— start Excerpt to read —

The use of Web services to grant direct access to data is the most important distinction
between first- and second-generation SDIs. In fact, the numerous possibilities that arise
from using services to encapsulate data from multiple sources, and thereby achieve
interoperability, have led Bernard and Craglia (2005) to propose a new translation for
the SDI acronym: Service-Driven Infrastructures.
In this work, our intention is to explore the concept of SDI further, in order to be able to
propose services that are specific to local users and applications. We intend to do so by
proposing basic services and by designing ways to implementing the composition of
them into more complex services. But before we go into that, we must first present
concepts on service-oriented architectures and Web services, including the Open
Geospatial Consortium’s view on them (Percivall 2003). In fact, a service-based
architecture is being use in OGC’s Geospatial Semantic Web Interoperability
Experiment, launched in April 2005 (Lieberman, Pehle et al. 2005).

— end Excerpt to read —

▶ Exercise 1
List every source citation that appears in the passage on SDIs and Web services.
▶ Exercise 2
Reproduce the part of the passage on SDIs and Web services starting at "In this work, our" and ending at "et al. 2005).".

— start Supplied records —

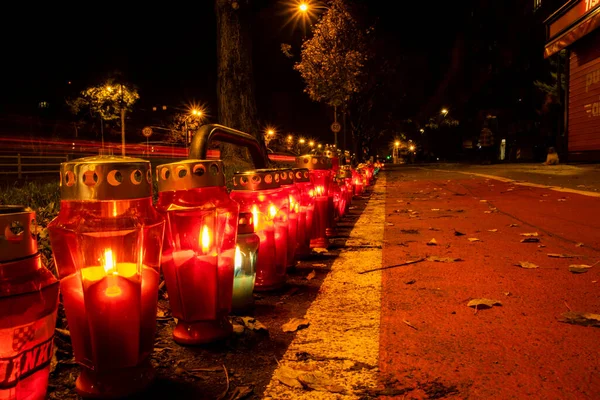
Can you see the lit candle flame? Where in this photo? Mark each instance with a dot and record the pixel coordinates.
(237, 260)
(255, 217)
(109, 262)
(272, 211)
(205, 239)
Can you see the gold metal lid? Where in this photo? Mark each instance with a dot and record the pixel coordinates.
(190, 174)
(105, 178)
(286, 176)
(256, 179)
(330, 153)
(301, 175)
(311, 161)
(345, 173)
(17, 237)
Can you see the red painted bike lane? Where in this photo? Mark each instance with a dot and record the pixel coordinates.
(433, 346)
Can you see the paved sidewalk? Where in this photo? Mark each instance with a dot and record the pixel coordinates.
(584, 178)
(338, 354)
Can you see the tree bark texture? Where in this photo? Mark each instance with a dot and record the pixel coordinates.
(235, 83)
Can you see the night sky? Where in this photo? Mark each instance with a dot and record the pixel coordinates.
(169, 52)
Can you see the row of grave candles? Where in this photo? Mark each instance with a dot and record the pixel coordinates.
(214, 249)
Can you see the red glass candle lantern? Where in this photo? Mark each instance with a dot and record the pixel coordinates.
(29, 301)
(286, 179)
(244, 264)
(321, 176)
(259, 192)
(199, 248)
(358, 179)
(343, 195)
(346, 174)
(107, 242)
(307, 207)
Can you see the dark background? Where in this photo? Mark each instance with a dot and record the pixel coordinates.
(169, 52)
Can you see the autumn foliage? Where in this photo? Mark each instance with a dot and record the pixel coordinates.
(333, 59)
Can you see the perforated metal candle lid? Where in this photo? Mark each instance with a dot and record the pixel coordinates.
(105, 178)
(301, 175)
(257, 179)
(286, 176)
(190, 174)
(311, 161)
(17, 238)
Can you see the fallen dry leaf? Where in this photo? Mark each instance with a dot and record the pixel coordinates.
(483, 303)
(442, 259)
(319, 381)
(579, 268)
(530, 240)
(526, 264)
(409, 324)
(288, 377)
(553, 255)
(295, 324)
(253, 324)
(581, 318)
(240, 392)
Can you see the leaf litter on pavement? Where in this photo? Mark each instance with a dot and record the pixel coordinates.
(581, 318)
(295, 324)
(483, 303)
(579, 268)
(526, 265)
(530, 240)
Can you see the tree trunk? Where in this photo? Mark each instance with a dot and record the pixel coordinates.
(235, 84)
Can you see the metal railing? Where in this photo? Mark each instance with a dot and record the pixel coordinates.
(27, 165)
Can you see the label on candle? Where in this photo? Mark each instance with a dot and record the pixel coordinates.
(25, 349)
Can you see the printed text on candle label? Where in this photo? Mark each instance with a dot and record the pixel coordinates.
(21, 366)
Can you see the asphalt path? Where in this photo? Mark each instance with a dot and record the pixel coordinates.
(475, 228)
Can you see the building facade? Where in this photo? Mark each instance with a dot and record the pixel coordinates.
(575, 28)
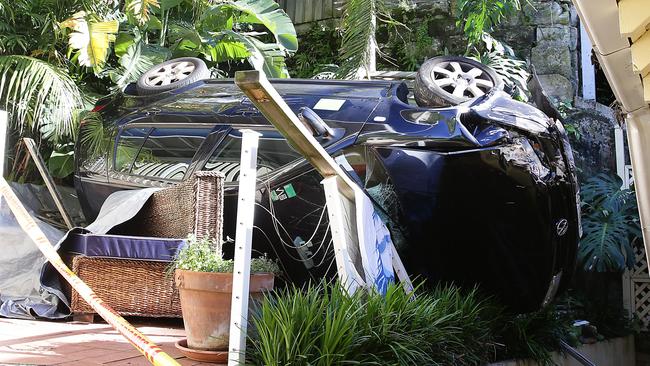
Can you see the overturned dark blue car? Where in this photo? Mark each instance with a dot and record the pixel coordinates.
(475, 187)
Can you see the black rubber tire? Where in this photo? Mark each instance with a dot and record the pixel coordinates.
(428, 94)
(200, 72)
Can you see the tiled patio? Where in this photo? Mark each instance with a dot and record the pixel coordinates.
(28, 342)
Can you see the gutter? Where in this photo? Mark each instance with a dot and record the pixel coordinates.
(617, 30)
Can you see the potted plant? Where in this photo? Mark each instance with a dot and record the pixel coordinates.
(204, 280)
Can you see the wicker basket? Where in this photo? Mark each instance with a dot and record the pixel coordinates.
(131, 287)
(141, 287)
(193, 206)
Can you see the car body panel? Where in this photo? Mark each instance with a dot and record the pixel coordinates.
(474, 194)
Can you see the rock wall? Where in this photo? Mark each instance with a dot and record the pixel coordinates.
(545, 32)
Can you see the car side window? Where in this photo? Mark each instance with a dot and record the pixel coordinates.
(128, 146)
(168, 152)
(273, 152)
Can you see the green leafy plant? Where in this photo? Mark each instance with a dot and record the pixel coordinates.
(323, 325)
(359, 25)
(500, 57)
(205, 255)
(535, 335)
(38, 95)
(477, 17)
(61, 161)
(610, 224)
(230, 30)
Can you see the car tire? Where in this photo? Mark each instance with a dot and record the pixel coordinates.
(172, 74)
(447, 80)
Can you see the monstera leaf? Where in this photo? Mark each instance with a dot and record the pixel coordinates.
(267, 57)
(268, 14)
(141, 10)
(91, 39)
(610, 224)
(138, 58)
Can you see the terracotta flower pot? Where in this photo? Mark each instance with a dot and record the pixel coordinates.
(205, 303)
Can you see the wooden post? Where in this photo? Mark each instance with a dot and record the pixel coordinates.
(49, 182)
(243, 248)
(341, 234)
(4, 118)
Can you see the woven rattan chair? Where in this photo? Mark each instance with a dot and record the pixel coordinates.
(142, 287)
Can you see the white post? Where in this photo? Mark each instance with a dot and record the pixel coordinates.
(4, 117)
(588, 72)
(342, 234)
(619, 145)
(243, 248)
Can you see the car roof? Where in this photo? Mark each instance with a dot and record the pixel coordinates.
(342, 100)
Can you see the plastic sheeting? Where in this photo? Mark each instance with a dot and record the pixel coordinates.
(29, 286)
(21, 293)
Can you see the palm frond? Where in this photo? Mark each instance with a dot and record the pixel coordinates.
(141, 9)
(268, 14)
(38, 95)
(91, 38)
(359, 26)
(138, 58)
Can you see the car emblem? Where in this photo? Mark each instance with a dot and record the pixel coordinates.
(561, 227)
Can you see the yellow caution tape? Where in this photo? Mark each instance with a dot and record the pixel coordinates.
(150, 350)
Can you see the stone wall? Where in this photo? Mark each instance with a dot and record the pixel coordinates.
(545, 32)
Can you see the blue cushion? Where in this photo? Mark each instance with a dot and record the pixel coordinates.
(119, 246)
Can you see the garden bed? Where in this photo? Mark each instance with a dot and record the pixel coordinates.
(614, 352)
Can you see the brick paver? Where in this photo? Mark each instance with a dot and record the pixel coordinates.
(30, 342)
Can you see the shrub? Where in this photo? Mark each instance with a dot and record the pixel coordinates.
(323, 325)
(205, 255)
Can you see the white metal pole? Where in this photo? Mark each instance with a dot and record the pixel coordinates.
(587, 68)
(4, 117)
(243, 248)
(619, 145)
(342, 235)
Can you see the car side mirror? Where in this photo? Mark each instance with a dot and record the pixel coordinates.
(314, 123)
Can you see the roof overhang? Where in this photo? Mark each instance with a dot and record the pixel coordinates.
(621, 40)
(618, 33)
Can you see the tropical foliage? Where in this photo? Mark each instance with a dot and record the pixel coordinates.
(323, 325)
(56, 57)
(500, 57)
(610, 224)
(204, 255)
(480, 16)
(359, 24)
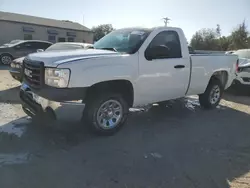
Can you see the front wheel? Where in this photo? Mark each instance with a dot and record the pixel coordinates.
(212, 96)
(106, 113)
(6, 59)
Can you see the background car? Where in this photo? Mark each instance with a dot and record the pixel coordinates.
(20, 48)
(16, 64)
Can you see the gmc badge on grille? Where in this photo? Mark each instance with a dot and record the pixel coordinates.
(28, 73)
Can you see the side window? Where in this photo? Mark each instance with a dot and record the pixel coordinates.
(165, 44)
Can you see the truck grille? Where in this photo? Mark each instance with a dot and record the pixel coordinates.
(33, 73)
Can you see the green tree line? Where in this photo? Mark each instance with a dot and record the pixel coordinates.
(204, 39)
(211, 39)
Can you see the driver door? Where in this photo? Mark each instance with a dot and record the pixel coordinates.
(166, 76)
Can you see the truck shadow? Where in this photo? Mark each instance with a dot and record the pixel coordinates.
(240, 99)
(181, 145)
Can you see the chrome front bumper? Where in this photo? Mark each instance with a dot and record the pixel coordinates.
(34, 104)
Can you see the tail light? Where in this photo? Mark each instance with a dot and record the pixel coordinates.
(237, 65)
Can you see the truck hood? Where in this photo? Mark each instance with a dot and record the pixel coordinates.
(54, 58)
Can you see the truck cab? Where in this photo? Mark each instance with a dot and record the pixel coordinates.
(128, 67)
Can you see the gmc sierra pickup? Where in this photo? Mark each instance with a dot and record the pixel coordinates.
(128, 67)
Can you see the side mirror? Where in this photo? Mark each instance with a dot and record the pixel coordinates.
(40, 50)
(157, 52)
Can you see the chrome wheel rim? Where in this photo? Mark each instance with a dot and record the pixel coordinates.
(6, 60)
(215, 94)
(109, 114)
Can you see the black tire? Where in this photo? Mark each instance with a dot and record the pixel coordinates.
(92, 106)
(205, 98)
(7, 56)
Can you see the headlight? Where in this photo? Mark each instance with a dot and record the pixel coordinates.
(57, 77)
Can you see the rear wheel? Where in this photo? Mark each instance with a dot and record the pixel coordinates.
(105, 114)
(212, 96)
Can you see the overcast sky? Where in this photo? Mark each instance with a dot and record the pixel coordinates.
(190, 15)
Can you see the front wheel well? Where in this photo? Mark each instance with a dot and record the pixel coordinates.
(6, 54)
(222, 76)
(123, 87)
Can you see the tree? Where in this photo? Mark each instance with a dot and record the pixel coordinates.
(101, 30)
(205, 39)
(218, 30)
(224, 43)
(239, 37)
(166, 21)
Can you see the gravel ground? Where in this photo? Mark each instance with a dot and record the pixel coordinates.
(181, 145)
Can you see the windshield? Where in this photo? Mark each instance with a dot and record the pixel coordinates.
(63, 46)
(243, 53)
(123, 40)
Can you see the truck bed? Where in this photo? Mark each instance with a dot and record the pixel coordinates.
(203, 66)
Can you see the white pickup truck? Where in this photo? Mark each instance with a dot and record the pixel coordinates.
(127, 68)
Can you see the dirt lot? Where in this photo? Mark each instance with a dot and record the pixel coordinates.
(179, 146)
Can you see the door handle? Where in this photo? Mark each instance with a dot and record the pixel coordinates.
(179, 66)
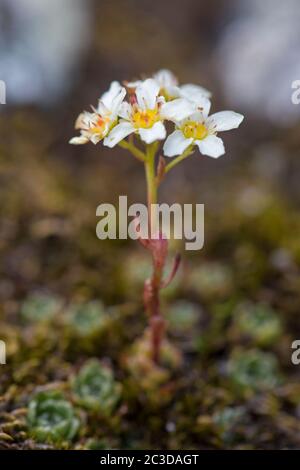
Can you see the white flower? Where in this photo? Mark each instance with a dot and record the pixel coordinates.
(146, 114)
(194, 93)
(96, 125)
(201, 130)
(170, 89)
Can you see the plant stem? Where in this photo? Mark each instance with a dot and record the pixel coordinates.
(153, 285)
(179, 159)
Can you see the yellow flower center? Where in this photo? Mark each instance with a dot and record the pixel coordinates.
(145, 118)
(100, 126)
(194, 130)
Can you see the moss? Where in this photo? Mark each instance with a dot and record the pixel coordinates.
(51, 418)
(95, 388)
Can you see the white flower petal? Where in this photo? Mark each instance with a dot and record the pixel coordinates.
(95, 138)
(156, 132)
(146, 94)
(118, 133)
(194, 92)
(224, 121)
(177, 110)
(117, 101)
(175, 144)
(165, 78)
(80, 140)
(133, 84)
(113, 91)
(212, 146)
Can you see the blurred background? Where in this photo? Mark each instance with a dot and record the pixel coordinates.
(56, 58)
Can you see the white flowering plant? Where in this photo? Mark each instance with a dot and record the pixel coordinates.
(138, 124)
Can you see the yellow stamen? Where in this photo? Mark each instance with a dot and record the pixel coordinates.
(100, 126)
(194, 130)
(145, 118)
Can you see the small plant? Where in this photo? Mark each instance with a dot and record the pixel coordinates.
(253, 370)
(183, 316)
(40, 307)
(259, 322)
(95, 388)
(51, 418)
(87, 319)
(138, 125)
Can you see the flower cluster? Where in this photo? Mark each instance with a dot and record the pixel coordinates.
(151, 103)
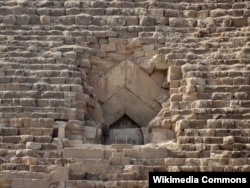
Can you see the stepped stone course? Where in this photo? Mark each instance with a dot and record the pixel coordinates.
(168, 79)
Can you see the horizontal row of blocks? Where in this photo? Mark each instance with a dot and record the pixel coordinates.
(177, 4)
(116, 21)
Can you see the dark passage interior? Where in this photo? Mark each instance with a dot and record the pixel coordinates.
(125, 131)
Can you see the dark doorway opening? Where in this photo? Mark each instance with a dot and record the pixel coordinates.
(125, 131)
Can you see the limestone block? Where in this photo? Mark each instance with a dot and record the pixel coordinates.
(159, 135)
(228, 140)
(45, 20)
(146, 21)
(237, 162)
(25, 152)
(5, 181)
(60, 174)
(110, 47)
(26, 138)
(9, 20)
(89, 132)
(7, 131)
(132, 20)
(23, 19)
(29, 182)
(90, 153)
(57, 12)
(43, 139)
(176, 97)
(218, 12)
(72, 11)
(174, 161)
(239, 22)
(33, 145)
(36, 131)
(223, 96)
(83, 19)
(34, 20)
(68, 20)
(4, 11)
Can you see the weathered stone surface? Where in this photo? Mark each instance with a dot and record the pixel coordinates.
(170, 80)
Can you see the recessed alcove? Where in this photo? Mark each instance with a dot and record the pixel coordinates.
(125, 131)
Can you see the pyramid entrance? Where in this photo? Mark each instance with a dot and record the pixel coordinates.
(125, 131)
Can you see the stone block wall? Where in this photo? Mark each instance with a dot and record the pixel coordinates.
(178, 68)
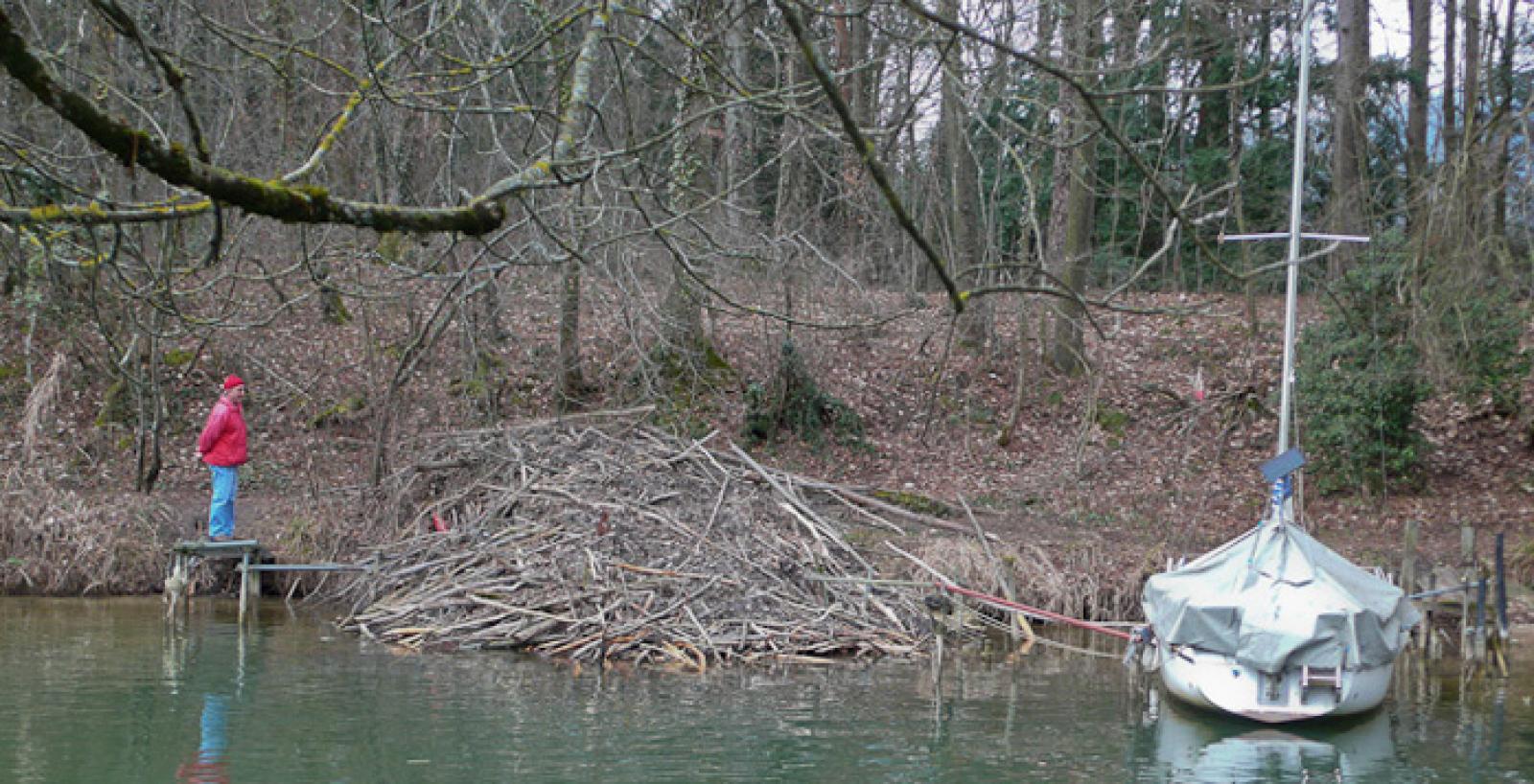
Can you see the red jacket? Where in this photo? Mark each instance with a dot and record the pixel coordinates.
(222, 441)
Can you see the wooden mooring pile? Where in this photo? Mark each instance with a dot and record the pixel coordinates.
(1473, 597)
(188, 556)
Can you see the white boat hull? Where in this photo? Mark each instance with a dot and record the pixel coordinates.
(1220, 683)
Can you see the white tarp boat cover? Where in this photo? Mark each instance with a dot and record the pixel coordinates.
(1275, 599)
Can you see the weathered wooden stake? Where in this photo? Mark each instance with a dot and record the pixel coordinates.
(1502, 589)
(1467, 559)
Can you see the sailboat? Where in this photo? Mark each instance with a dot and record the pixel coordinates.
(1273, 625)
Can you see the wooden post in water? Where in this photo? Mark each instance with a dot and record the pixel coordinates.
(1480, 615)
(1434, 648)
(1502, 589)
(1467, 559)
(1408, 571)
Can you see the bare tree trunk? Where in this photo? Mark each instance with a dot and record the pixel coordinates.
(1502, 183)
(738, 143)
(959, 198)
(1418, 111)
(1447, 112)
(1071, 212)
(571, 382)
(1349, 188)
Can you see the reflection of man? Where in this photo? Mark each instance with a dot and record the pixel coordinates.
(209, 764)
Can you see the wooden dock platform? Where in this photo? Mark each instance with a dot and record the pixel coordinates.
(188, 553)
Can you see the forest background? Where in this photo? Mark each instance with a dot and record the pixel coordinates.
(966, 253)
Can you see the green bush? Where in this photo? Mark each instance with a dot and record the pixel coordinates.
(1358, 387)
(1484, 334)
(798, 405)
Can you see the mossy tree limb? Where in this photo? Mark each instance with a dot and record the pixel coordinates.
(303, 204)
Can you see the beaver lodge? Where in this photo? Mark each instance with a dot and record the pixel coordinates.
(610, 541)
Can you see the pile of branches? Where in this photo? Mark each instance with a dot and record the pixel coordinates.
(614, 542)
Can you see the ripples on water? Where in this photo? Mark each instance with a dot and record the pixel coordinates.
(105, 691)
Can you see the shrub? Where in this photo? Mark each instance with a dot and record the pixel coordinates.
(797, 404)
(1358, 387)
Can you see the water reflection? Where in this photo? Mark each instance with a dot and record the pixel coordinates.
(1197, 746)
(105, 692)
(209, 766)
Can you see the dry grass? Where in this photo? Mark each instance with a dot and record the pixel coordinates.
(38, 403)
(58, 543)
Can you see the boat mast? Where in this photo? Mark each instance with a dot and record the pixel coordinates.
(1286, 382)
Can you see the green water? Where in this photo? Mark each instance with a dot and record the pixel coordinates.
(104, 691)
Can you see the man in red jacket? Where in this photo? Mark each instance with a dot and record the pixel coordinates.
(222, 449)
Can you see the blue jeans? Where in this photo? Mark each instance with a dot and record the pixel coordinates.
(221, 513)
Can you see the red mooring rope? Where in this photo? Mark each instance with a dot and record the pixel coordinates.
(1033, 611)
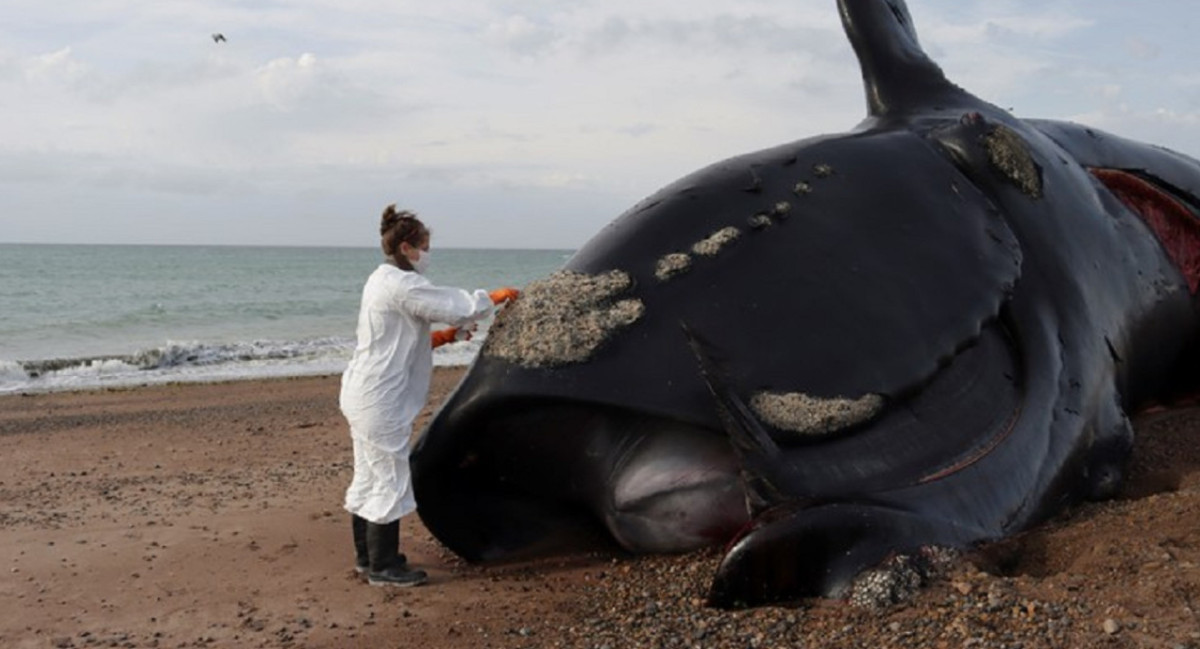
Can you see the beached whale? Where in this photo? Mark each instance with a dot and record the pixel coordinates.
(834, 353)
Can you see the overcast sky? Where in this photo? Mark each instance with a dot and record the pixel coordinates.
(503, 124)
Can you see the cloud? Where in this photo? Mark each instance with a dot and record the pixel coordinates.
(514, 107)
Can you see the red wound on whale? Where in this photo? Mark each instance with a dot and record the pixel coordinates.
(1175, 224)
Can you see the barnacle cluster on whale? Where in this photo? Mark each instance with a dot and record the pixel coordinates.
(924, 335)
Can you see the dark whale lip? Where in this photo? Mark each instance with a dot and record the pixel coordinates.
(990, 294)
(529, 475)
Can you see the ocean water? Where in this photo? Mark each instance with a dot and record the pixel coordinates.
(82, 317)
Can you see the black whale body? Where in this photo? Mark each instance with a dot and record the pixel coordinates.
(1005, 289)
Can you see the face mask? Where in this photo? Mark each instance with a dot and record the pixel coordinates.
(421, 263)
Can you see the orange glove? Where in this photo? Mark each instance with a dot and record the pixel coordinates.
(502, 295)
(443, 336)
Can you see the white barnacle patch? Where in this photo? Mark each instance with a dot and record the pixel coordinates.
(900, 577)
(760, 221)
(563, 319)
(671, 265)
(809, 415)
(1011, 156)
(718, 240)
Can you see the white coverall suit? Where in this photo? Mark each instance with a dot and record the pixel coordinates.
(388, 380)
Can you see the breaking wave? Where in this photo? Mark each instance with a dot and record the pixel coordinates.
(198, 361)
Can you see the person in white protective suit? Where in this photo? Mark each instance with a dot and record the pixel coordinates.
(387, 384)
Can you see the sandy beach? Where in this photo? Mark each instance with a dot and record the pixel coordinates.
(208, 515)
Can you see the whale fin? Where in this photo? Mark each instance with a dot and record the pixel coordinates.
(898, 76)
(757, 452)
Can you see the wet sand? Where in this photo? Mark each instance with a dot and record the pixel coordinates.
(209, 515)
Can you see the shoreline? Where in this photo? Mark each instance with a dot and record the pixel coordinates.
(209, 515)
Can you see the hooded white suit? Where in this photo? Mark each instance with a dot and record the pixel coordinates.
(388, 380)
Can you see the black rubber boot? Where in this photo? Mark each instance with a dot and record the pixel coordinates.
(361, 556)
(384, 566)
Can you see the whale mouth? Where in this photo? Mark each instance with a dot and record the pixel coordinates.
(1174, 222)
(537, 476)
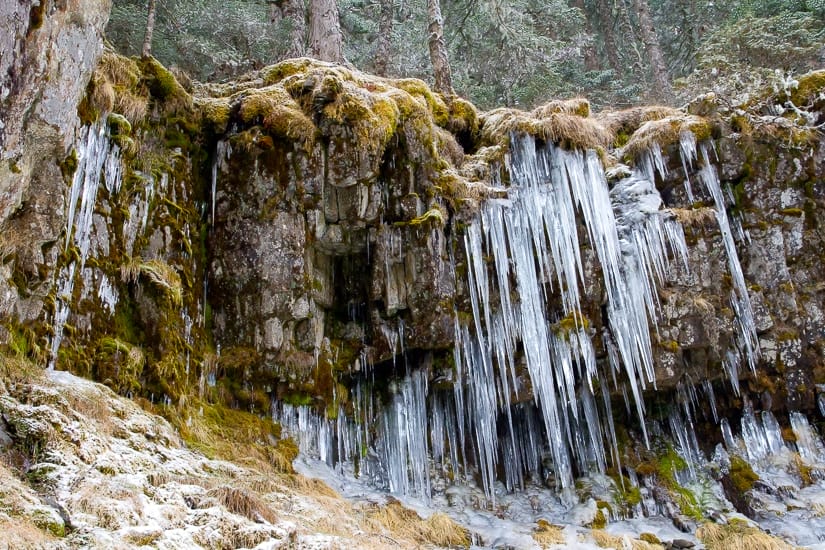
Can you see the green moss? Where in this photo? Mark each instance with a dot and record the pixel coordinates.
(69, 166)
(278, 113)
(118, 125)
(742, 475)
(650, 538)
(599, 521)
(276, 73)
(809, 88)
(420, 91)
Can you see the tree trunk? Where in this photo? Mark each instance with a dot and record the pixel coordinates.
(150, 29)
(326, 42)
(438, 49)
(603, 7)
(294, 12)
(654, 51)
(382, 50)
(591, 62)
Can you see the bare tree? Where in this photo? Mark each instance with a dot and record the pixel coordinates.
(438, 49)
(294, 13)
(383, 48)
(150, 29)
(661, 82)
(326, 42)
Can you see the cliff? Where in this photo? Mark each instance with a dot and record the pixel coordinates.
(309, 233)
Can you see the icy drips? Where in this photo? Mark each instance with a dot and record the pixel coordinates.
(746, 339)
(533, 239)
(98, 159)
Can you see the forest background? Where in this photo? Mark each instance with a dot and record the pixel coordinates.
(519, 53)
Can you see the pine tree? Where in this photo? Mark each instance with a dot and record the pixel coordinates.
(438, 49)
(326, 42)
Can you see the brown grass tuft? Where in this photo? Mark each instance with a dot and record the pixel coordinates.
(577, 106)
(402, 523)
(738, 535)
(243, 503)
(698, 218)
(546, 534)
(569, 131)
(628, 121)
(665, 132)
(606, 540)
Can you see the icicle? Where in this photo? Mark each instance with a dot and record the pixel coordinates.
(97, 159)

— end Supplied records —

▶ Complete output 1
Bernard and Craglia (2005)
Percivall 2003
Lieberman, Pehle et al. 2005

▶ Complete output 2
In this work, our intention is to explore the concept of SDI further, in order to be able to
propose services that are specific to local users and applications. We intend to do so by
proposing basic services and by designing ways to implementing the composition of
them into more complex services. But before we go into that, we must first present
concepts on service-oriented architectures and Web services, including the Open
Geospatial Consortium’s view on them (Percivall 2003). In fact, a service-based
architecture is being use in OGC’s Geospatial Semantic Web Interoperability
Experiment, launched in April 2005 (Lieberman, Pehle et al. 2005).